### [SUPPLIED ENTRIES]
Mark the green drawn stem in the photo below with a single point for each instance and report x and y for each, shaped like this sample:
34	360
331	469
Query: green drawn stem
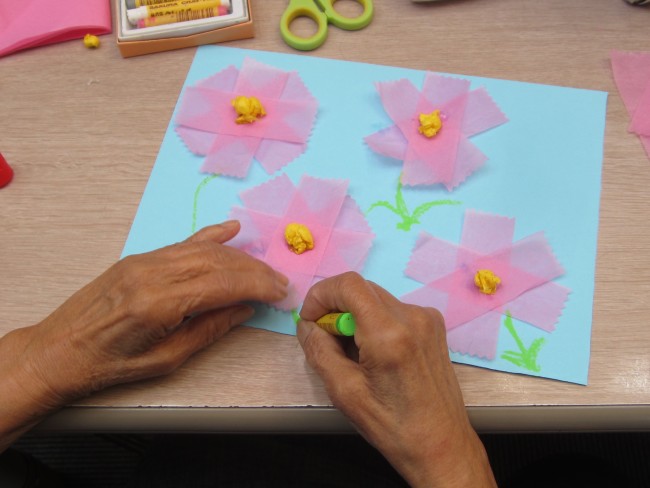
526	357
204	182
401	210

### [TASK STATEMENT]
The answer must restate every entry word for word, with the pictures left out.

### [OUTPUT OF THE EXERCISE]
Mark the green drawn stem in the photo below with a single point for each instance and report x and y for each, shaped like this sample:
34	360
331	469
Query: green drawn stem
526	357
204	182
401	210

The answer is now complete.